**Raw data**
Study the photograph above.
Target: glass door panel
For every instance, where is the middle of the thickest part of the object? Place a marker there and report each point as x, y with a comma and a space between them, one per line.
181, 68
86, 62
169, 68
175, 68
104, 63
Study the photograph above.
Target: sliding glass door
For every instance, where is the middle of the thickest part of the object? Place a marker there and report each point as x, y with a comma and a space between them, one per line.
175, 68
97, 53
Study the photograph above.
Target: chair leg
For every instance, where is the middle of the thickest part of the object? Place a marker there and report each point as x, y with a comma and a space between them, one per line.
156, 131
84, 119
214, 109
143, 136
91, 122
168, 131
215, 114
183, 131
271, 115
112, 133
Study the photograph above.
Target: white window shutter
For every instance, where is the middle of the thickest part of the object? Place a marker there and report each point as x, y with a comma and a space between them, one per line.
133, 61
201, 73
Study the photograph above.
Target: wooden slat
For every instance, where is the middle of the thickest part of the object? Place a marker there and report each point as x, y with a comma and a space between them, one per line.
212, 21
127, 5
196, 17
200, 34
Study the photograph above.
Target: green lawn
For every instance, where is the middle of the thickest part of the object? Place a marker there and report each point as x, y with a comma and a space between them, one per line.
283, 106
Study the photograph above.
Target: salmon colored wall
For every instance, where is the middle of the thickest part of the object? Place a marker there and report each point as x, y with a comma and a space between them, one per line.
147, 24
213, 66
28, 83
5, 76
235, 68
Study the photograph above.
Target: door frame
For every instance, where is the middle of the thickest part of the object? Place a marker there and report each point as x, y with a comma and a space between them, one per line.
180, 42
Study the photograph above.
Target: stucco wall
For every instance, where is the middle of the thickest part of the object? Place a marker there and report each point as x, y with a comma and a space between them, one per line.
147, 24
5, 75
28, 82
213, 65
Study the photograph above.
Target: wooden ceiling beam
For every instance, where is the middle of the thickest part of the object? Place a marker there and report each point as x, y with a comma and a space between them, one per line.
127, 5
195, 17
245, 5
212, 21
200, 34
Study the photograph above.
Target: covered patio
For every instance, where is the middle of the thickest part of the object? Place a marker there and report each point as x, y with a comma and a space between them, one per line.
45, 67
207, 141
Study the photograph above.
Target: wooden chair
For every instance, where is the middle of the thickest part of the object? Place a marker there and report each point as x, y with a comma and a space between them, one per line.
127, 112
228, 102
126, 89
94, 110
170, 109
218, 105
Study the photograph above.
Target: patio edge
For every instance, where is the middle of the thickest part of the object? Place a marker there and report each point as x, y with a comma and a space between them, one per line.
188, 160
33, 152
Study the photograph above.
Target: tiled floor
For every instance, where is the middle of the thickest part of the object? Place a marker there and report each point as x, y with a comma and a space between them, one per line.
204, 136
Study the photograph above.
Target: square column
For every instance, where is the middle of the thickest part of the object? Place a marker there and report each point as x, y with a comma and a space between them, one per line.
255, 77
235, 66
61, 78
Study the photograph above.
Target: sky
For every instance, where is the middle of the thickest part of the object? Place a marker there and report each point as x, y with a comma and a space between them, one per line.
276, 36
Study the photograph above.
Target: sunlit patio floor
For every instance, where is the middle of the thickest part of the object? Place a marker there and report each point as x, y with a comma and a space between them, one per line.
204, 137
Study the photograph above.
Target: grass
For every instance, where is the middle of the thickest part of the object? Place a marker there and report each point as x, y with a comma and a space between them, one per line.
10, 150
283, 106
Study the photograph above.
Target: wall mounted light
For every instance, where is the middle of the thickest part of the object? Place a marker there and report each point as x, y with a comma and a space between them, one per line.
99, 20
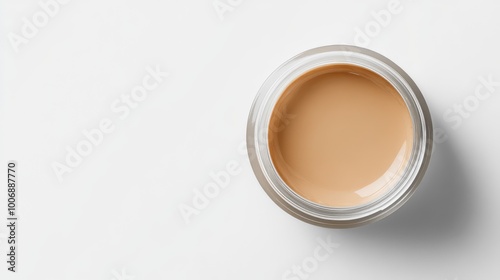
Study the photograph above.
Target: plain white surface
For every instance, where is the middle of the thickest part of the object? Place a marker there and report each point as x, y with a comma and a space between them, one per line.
116, 216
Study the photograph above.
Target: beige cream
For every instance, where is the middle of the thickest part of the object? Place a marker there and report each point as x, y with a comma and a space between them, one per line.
340, 135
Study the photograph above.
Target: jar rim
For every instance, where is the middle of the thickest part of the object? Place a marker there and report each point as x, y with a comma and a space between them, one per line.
284, 195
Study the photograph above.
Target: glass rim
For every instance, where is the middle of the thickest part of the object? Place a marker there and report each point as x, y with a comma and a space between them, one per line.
284, 195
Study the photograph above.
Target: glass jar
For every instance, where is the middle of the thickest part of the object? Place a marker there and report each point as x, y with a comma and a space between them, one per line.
309, 211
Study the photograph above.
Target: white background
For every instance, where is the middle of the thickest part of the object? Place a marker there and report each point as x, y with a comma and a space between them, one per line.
116, 215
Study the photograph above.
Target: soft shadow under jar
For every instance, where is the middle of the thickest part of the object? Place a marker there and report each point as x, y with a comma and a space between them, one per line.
339, 136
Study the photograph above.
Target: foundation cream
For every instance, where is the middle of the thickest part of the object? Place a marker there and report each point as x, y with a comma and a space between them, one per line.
341, 136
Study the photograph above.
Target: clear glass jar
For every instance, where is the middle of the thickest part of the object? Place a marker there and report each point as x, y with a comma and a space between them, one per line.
286, 197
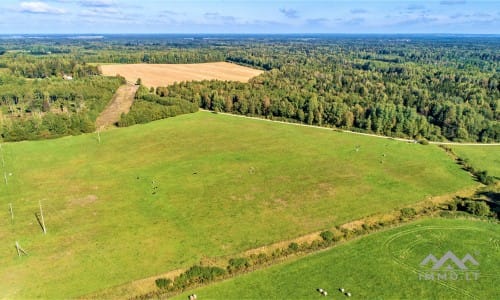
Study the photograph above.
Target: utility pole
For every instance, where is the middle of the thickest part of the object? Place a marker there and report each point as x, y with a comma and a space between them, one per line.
11, 212
41, 216
20, 250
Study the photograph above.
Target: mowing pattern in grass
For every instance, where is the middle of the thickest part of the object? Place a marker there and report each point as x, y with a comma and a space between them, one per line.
384, 265
481, 158
156, 197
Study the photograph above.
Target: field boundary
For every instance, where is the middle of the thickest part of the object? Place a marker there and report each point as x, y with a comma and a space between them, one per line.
140, 287
354, 132
120, 103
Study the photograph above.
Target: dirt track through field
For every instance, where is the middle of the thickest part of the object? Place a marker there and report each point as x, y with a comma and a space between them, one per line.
121, 103
165, 74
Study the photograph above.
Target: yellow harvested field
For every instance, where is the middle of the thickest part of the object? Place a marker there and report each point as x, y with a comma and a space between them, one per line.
166, 74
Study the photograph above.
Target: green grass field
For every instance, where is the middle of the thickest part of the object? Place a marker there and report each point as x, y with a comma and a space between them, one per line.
161, 196
482, 158
384, 265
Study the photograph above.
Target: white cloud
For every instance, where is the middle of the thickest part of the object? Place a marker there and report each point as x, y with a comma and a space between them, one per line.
40, 8
96, 3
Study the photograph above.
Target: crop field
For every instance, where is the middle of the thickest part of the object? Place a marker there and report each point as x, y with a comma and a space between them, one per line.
152, 198
482, 158
384, 265
166, 74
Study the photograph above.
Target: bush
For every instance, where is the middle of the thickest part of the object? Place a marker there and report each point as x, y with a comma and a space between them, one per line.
408, 212
294, 247
483, 177
163, 283
198, 274
236, 264
327, 236
477, 208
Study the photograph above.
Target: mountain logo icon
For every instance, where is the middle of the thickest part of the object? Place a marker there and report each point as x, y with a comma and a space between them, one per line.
449, 259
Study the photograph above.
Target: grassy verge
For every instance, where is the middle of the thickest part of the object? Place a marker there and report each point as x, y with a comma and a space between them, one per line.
384, 265
168, 194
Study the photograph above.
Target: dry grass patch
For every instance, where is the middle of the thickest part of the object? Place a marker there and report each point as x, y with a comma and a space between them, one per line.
166, 74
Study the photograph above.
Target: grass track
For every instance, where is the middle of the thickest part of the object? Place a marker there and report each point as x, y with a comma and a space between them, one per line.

**Goal**
Give the number of lines in the records that contain the string "glass". Reply with the number alone.

**Solution for this problem**
5